## SELECTED PASSAGE
======

For inference workloads, proximity to the user matters: latency-sensitive applications like real-time conversational AI benefit from having inference capacity close to the request origin. Training workloads, by contrast, are not user-facing and can be routed to whichever region offers the best combination of GPU availability and power cost.

Workload distribution and orchestration

AI workloads fall into several distinct categories, each with different infrastructure demands. Training — the process of building a model from data — is the most compute-intensive, requiring thousands of GPUs communicating in tight synchrony for weeks or months. Inference — running a trained model to generate predictions or responses — is less demanding per-request but must be served at scale and low latency. Fine-tuning, reinforcement learning from human feedback (RLHF), and batch evaluation fall in between.

Figure 3 — The four primary AI workload categories and their relative infrastructure demands. Training dominates GPU, network, and power budgets. Inference is latency-sensitive and geographically distributed.

Orchestration systems decide where each workload runs. Large-scale training jobs are typically managed by cluster schedulers like Slurm (common in HPC-style environments) or custom Kubernetes-based orchestrators. GPU resources are allocated through reservation systems that account for multi-tenancy — different teams or customers sharing the same physical cluster. Geographic placement depends on a mix of factors: electricity cost, carbon intensity, available GPU capacity, regulatory requirements, and thermal conditions that affect cooling efficiency. Workload migration — moving a running job from one region to another — is possible but expensive, especially for training jobs that must checkpoint their state to storage before resuming.

Part II — Mapping Infrastructure to Major AI Providers

The AI infrastructure landscape in North America and Europe is dominated by a handful of hyperscale cloud operators, supplemented by a growing tier of GPU-specialized providers and publicly funded European initiatives.

Hyperscalers and cloud AI platforms

Microsoft Azure and OpenAI. Microsoft operates the world’s largest enterprise cloud and serves as the exclusive infrastructure provider for OpenAI. Key AI-focused regions include East US (Virginia), West US, and several European locations in the Netherlands, Ireland, and the UK. Microsoft has committed to spending over $80 billion on AI-capable datacenters in fiscal year 2025 alone. On the energy front, Microsoft signed a landmark 20-year power purchase agreement with Constellation Energy to restart the Unit 1 reactor at Three Mile Island — now renamed the Crane Clean Energy Center — to power its AI datacenters, with an expected 835 MW of carbon-free output beginning in 2028.

======

## ACTIVITIES
1. Decide whether each statement agrees with the AI infrastructure passage, answering yes or no and quoting the words of the passage that settle it. (a) Training workloads can be sent to the region with the best mix of GPU availability and power cost. (b) Moving a running training job to another region is described as cheap. (c) Microsoft's power purchase agreement with Constellation Energy runs for ten years.
2. Transcribe the AI infrastructure passage between "Orchestration systems decide" and "storage before resuming.", inclusive.

## MATERIAL SUPPLIED

======

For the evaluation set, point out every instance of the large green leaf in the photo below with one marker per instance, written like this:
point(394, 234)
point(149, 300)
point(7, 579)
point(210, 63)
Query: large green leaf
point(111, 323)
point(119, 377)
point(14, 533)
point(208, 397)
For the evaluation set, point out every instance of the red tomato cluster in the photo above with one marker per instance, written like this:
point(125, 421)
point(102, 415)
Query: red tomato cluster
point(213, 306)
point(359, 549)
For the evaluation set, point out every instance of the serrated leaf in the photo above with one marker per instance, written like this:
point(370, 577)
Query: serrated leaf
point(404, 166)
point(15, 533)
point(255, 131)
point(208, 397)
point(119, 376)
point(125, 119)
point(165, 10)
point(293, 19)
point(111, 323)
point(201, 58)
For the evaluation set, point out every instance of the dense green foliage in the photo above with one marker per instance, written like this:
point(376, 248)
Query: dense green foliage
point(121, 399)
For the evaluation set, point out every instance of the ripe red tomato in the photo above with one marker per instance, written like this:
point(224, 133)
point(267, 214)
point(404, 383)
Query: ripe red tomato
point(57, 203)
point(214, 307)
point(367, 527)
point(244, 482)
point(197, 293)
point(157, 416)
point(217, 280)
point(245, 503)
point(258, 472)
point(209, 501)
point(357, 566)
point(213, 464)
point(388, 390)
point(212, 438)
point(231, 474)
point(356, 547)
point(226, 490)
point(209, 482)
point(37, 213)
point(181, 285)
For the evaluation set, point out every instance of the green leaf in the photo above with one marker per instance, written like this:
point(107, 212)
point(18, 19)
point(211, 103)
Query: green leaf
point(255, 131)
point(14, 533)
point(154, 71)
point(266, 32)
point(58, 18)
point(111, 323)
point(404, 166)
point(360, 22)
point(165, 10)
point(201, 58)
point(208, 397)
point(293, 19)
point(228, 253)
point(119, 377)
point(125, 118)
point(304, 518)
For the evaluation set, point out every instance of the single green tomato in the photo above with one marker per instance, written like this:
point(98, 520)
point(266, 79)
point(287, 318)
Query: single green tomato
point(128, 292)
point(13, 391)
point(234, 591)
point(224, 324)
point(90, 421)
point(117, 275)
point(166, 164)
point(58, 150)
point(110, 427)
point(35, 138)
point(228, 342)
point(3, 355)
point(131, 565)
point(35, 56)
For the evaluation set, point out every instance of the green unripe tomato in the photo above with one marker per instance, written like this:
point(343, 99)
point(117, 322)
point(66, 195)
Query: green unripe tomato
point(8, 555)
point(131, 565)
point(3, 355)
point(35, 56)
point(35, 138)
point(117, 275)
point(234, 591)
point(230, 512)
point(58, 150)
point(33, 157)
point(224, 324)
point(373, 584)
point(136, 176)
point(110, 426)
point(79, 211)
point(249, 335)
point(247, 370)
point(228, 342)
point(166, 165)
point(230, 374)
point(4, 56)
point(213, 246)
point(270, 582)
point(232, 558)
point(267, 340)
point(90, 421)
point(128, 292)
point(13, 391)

======

## SOLVED PROBLEMS
1.
(a) Yes: "can be routed to whichever region offers the best combination of GPU availability and power cost"
(b) No: "is possible but expensive, especially for training jobs that must checkpoint their state to storage before resuming"
(c) No: "a landmark 20-year power purchase agreement with Constellation Energy"

2.
Orchestration systems decide where each workload runs. Large-scale training jobs are typically managed by cluster schedulers like Slurm (common in HPC-style environments) or custom Kubernetes-based orchestrators. GPU resources are allocated through reservation systems that account for multi-tenancy — different teams or customers sharing the same physical cluster. Geographic placement depends on a mix of factors: electricity cost, carbon intensity, available GPU capacity, regulatory requirements, and thermal conditions that affect cooling efficiency. Workload migration — moving a running job from one region to another — is possible but expensive, especially for training jobs that must checkpoint their state to storage before resuming.